■ What is required ■
Return only the lines starting at the line that contains "In this exercise you will mark the blue sky" and ending with the final line of the listing; include both endpoints.

[Location labeling records]
-*-

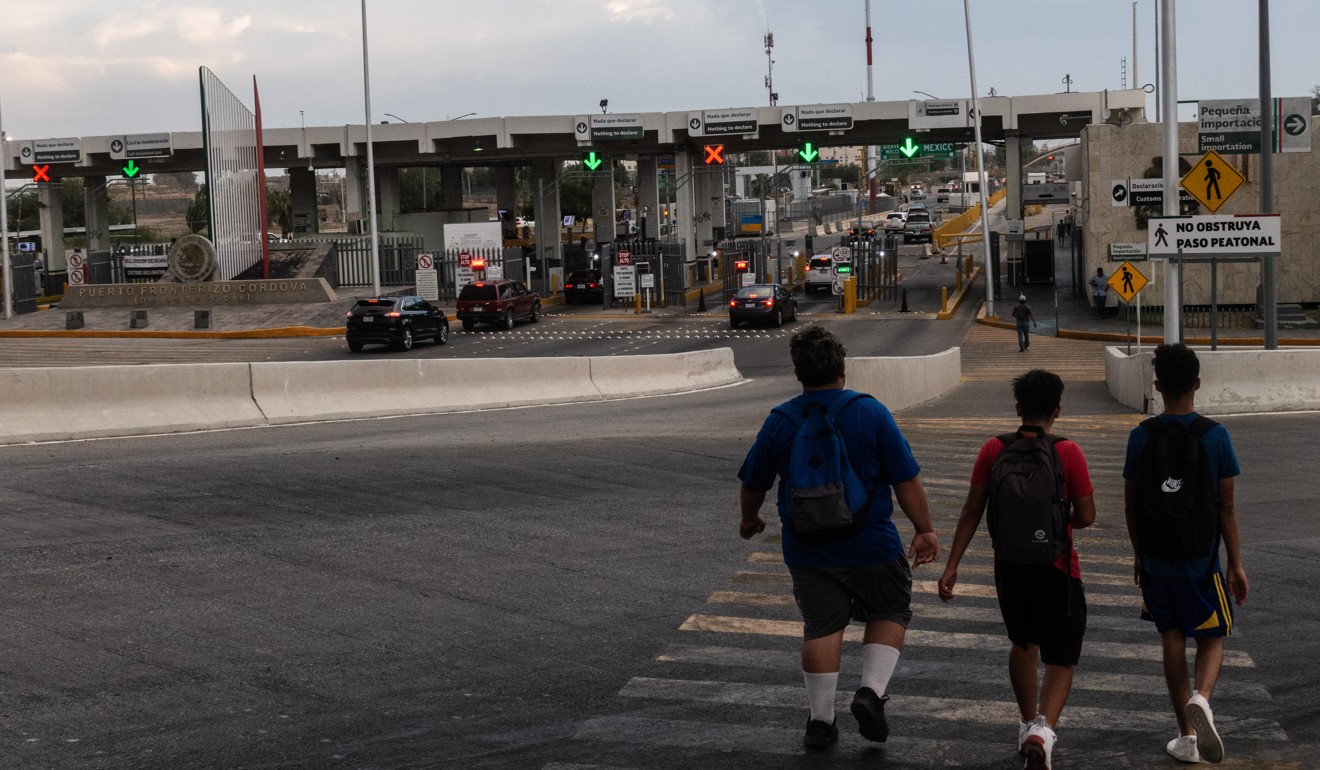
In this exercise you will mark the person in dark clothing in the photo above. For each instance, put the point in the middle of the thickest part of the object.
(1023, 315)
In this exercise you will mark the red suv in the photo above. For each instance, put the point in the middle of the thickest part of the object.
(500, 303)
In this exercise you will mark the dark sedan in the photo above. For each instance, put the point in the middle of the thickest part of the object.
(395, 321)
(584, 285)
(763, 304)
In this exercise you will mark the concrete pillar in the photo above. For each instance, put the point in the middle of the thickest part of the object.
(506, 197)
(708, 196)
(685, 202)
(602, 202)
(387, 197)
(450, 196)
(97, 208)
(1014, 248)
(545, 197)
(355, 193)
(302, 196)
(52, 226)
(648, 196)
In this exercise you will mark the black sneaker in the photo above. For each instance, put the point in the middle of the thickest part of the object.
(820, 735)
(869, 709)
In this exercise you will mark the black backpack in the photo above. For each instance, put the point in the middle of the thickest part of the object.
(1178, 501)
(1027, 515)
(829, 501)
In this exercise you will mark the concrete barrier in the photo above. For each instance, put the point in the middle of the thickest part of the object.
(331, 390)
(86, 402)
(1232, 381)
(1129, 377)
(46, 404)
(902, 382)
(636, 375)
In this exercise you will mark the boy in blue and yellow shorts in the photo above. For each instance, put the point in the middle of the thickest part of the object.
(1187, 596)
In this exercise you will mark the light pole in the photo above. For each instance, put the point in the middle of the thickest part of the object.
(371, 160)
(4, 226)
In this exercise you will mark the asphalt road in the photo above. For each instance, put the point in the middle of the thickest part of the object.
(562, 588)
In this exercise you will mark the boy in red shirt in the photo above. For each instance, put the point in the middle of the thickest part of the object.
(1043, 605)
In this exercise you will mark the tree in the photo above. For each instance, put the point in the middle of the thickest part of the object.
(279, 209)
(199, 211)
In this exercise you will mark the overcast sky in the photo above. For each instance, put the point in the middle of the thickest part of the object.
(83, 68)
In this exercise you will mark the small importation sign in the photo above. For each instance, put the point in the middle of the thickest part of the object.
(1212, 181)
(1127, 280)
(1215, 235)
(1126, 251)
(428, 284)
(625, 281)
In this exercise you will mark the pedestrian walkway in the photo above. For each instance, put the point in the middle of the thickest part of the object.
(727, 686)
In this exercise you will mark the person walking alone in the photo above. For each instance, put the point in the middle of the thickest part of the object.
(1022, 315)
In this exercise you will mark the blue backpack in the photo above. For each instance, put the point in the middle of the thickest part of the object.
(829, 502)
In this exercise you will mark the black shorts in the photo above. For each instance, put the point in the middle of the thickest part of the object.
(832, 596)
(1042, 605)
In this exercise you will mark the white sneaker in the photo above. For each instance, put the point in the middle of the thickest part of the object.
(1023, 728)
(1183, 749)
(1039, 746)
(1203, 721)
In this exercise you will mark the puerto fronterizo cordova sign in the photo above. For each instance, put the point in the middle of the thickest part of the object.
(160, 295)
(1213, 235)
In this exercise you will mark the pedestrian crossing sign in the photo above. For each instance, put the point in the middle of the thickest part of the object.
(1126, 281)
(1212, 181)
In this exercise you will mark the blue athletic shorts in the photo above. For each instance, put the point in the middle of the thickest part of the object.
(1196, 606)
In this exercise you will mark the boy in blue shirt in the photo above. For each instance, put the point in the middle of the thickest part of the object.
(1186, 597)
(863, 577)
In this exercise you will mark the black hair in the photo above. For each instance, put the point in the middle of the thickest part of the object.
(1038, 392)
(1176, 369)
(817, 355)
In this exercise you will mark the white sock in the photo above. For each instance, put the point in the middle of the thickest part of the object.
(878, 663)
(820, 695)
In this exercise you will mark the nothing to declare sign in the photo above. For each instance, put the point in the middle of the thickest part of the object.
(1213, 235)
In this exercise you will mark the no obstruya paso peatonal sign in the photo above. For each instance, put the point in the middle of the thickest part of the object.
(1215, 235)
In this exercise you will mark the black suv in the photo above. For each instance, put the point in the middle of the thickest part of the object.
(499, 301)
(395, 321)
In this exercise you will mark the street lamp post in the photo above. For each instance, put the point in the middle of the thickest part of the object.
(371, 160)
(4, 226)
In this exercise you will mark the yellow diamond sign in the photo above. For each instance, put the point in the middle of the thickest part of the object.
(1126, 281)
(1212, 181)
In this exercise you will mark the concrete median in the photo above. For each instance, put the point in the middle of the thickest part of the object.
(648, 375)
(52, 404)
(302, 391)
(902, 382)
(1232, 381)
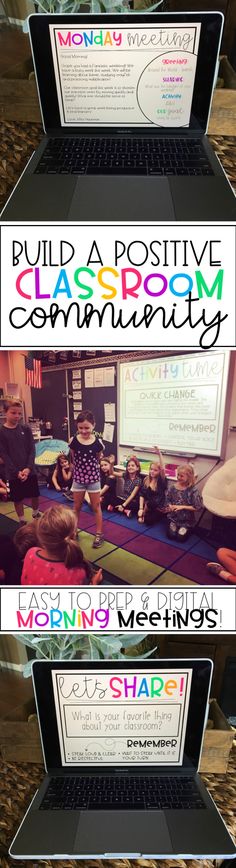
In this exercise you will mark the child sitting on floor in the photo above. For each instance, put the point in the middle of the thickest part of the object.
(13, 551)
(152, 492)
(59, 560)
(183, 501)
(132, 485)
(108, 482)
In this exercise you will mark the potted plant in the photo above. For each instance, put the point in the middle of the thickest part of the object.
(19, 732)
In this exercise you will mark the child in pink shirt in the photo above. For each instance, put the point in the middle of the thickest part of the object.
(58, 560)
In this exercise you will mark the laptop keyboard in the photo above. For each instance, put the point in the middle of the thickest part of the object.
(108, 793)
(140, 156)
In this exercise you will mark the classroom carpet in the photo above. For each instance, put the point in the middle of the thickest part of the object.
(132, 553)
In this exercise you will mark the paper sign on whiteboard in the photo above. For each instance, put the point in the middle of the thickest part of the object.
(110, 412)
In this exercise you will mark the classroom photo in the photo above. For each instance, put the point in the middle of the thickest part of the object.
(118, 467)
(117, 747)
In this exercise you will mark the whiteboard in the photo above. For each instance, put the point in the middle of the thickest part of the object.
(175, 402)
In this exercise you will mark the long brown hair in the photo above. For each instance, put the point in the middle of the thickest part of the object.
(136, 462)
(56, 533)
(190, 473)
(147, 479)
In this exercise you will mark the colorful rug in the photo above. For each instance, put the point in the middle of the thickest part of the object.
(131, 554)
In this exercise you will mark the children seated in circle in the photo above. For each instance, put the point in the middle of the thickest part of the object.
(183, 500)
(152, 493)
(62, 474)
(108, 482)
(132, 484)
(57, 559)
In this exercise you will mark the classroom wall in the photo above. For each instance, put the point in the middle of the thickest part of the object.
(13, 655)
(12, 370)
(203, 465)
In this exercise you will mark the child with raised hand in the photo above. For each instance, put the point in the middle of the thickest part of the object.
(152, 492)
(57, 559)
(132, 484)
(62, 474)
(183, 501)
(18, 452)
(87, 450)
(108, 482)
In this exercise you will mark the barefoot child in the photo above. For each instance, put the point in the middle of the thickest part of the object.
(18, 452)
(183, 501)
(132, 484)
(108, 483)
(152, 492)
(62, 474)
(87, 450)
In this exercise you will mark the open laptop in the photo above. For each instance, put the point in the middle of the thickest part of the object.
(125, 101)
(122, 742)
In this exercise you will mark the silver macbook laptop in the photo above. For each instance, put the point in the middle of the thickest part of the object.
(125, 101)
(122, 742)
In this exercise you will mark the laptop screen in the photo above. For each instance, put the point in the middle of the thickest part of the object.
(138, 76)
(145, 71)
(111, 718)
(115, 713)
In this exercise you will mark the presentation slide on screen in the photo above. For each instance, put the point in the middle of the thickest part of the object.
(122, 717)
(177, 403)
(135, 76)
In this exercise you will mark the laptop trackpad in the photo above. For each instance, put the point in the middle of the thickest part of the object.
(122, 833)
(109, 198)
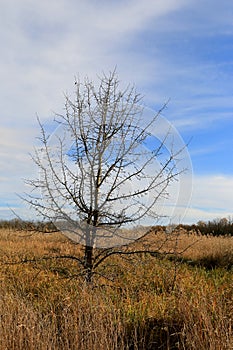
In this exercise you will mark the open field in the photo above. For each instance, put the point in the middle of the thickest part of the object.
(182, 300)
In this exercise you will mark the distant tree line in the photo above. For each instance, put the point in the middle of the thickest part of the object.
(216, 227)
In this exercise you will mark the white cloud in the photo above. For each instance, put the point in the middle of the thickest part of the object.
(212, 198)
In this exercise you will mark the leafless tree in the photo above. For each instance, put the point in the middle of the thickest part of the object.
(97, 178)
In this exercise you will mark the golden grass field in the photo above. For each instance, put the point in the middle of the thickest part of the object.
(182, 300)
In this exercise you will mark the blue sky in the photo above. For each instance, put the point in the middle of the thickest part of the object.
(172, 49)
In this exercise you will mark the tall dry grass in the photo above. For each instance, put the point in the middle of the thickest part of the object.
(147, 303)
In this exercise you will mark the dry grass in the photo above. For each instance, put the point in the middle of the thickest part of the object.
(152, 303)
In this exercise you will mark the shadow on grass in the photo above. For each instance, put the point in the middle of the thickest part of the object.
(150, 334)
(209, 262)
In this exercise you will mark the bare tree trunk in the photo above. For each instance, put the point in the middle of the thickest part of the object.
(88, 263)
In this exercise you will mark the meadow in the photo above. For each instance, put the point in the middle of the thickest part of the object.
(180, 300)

-*-

■ Result ■
In this exercise you will mark the blue sky in the photo above. For each instance, put the point in the middle of the thickest part of the object.
(172, 49)
In this exercise you will mark the tall dry grass in the photo above. For each instance, put the point in the middle of the thickest part of the object.
(147, 303)
In this exercise you will mark the dry grass in the photo above. For each instance, put the point in the middle of the thickest part of the object.
(152, 303)
In this exercise you will mark the shadow on grass in the photo above. For each instance, put the point in the middle of the thickest part of the object.
(150, 334)
(209, 262)
In this exercise you will mark the bare tree trunk in the photo above. For each instance, put the point in the middle of the thickest part of the object.
(88, 263)
In this exercise you will mark the meadow in the photo above. For each instance, put the point in the middle of the thickest part of the object.
(180, 300)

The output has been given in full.